== EXCERPTED DATA ==

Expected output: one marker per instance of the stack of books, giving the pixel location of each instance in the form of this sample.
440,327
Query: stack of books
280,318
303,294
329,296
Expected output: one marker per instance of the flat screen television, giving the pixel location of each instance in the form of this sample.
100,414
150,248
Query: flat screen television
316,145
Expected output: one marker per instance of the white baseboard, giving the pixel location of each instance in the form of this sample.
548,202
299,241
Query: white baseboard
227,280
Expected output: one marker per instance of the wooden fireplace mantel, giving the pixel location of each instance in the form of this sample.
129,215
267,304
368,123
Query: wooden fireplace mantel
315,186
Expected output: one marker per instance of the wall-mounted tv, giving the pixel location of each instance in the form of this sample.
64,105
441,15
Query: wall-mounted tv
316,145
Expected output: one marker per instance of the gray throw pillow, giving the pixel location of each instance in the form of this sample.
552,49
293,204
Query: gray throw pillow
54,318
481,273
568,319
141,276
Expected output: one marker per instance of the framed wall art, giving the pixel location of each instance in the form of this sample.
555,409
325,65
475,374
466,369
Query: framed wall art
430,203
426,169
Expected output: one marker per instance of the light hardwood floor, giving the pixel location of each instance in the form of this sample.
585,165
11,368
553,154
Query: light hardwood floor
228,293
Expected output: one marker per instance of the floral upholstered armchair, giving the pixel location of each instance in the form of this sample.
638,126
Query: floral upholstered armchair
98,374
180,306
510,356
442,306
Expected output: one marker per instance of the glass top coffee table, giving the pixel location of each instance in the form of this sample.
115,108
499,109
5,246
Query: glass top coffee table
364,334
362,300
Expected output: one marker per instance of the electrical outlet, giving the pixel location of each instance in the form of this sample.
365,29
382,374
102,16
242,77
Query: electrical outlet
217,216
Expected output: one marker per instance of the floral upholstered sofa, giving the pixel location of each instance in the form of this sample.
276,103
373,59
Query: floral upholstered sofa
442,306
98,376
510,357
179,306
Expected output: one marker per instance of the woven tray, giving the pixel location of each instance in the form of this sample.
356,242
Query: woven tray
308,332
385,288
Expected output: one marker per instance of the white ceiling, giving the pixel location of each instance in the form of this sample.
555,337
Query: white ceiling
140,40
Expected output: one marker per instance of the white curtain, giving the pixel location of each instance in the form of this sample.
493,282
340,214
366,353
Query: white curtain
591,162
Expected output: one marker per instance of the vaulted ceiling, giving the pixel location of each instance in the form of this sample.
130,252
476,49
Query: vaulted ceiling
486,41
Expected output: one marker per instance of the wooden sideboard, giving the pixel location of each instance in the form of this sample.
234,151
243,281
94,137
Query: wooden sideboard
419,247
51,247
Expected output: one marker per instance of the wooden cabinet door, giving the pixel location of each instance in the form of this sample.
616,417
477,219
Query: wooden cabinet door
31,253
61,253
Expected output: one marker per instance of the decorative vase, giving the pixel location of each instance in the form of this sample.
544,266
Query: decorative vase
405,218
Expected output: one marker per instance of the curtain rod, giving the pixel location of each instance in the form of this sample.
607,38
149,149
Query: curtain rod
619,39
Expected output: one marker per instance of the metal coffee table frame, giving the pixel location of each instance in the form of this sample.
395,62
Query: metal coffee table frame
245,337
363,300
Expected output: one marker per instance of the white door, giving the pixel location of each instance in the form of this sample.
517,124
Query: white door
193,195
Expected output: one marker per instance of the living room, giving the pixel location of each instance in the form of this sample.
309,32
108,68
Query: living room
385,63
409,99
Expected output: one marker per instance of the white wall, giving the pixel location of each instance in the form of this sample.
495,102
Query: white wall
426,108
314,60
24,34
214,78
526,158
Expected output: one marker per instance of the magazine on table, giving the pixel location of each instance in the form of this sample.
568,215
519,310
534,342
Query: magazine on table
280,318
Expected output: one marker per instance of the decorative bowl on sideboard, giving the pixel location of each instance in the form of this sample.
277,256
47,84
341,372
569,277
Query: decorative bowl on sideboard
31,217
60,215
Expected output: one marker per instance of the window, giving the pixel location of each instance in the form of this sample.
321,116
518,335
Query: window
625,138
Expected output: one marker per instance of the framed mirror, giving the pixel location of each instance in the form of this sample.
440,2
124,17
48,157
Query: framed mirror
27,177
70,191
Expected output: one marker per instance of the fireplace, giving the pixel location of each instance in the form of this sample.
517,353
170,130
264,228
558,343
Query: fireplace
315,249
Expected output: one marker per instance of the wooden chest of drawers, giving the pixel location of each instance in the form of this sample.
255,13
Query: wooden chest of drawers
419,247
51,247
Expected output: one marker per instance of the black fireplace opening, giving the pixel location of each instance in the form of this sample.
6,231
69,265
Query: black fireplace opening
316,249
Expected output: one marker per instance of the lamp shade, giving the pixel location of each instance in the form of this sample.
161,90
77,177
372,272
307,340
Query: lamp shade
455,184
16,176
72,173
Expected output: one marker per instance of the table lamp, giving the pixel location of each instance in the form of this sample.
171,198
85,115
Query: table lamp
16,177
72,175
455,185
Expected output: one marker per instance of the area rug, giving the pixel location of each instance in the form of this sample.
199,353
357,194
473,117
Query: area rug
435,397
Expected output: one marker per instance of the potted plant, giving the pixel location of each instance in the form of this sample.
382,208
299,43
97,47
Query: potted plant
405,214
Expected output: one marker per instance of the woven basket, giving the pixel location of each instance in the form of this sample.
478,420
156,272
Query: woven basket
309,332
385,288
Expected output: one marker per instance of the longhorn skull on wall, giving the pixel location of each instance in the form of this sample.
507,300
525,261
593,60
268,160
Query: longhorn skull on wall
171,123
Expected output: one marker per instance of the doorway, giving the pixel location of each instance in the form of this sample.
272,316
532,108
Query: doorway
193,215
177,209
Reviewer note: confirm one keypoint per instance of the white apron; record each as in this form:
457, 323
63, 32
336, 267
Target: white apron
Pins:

===

SET EXERCISE - Each record above should be returned exactly as it appears.

ANSWER FOR THIS EXERCISE -
Expected output: one marker per instance of the stack of books, giving the pixel location of each instance in the form of this sample.
440,327
Query: stack of books
280,318
303,294
329,296
Expected output: one marker per instance of the flat screen television, giving the pixel location of each instance in the form of this sample.
100,414
150,248
Query: flat screen television
316,145
Expected output: one marker per instance of the white baseboard, giving the pixel location of each instance in the form of this sample.
548,202
299,241
Query: white baseboard
227,280
Expected output: one marker per instance of the wooden fireplace mantel, giving the pixel location of each instance in the form of this sample.
129,215
267,304
368,123
Query: wooden fireplace mantel
315,186
Expected output: one marker per instance of the wall-mounted tv, giving the pixel location of each instance in the form of this sample.
64,105
441,15
Query: wall-mounted tv
316,145
Expected output: one marker per instance of the gray throw pillow, giving the pixel location of each instance in the form of this sample.
552,49
293,204
Query: gray throw pillow
54,318
481,273
568,319
141,276
Expected output: one marker per instance of the framed wall art, giving the pixel location of each instance in the form of this sample.
555,409
325,65
475,374
466,369
Query: framed wall art
430,203
426,169
Expected output: one marker per instance of the light hardwood floor, giving the pixel location of each instance in the form of this sample.
585,165
11,368
553,154
Query: light hardwood floor
228,293
Expected output: one marker per instance of the floral upholstered armchair, giving the pixel location of each instance in the form of this sample.
638,126
Query: floral upholstered armchair
98,374
180,306
510,356
442,306
Expected output: one marker per instance of the glass top coffee table, giving the pixel location of each instance in the form of this sample.
115,108
499,109
5,246
Query: glass top coffee table
364,334
362,300
Expected output: one marker per instance of the electrical outlet, giving the pixel location of each instance in the form of this sample.
365,29
382,374
102,16
242,77
Query: electrical outlet
217,216
Expected output: one marker per instance of the floral upholstered sofa, giving the pixel location of each instance in the form of this sample.
276,103
373,59
Query: floral upholstered sofa
442,306
98,376
510,357
179,306
Expected output: one marker per instance of the woven tray, giving the pixel location of each instance in the form of this sample.
356,242
Query: woven tray
308,332
385,288
Expected output: one marker per instance of the white ceiling, giving the pixel location of each instance in the form of this sample.
555,337
Query: white ceiling
140,40
Expected output: one marker per instance of the white curtain, giving the pixel location of each instance in the form of this sample.
493,282
340,214
366,353
Query: white curtain
591,162
Expected output: one marker per instance of the vaulted ceiling, giving the pixel location of each instance in the form of this sample.
130,252
476,49
Query: vaulted ceiling
486,41
Expected output: one marker per instance of the wooden sideboard, giving the pixel location of each instance in the form of this sample.
234,151
243,281
94,137
Query: wooden sideboard
419,247
51,247
Expected output: one marker per instance of the wooden cabinet door, giving the pixel location of each instance in the form of this sample.
616,417
477,219
Query: wooden cabinet door
31,253
61,253
Expected output: one marker per instance of the decorative vase, giving the pixel location of each instance in the form of this sample.
544,266
Query: decorative vase
405,218
Expected output: one marker per instance of the curtain rod, giving the pixel location of each instance in the form of this sample.
607,38
149,149
Query: curtain rod
619,39
Expected output: one marker per instance of the metal coffee table frame, giving the pixel location of each instance in the form of this sample.
395,62
Query: metal coffee table frame
245,337
363,300
Expected output: one marker per instance of the white door, giving the pixel location of each instance in the form of this sample.
517,124
Query: white door
193,195
Expected output: one marker per instance of the living room, giving the pixel location of each instance in the form of this sample.
309,32
108,68
Query: living room
385,63
409,99
Expected output: one marker per instance of the white wall, giving the pixel location of each instance in the form of this sample.
495,102
Query: white wall
426,108
314,60
24,34
214,78
526,158
Expected output: one marker per instance of the magazine on table, giving the pixel location of each instance in the form of this sample.
568,215
519,310
534,342
Query: magazine on table
280,318
Expected output: one marker per instance of the decorative bowl on sideboard, giving the pixel location of each instance in the form of this sample.
277,256
47,84
341,372
569,277
Query: decorative bowl on sideboard
31,217
60,215
Expected output: one marker per instance of the window, giving the pixel location of each instance in the form of this sample.
321,116
518,335
Query: window
625,138
Expected output: one marker per instance of the framed mirror, giving the pixel location of each instance in the form of this sample.
440,2
124,17
48,157
Query: framed mirror
27,177
70,191
Expected output: one marker per instance of the fireplace, giving the pixel location of each instance in the form of this sample.
517,353
170,130
264,228
558,343
Query: fireplace
315,249
Expected output: one marker per instance of the wooden chest of drawers, giving the pixel location of each instance in the form of this sample.
255,13
Query: wooden chest of drawers
419,247
51,247
Expected output: one marker per instance of the black fireplace opening, giving the pixel location of each instance in the form of this sample.
6,231
69,265
Query: black fireplace opening
316,249
Expected output: one marker per instance of the lamp shade, giving the pixel location of each instance in the form of this sample.
161,90
77,177
372,272
307,340
Query: lamp shade
455,184
16,176
72,173
Expected output: one marker per instance of the table lamp, giving the pixel location of each instance in the form of this sample.
171,198
85,115
Query: table lamp
16,177
72,175
455,185
Expected output: one marker per instance of the area rug, giving the pixel location of each instance in the form of this sample.
199,353
357,194
473,117
Query: area rug
435,397
Expected output: one marker per instance of the potted plant, giving the pixel location of each instance in the form of this sample.
382,208
299,43
97,47
Query: potted plant
405,214
Expected output: one marker per instance of the woven basket, giving the pixel location of each instance in the form of this sample.
478,420
156,272
Query: woven basket
309,332
385,288
Expected output: one marker per instance of the longhorn skull on wall, giving the pixel location of each instance in the form of this sample.
507,300
525,261
593,60
268,160
Query: longhorn skull on wall
171,123
Expected output: one marker per instance of the doorway, giving the pixel location of each instance in the form of this sample.
272,316
532,108
Query: doorway
193,215
177,209
Reviewer note: confirm one keypoint per instance of the white apron; record each as in this form:
457, 323
63, 32
336, 267
Target: white apron
Pins:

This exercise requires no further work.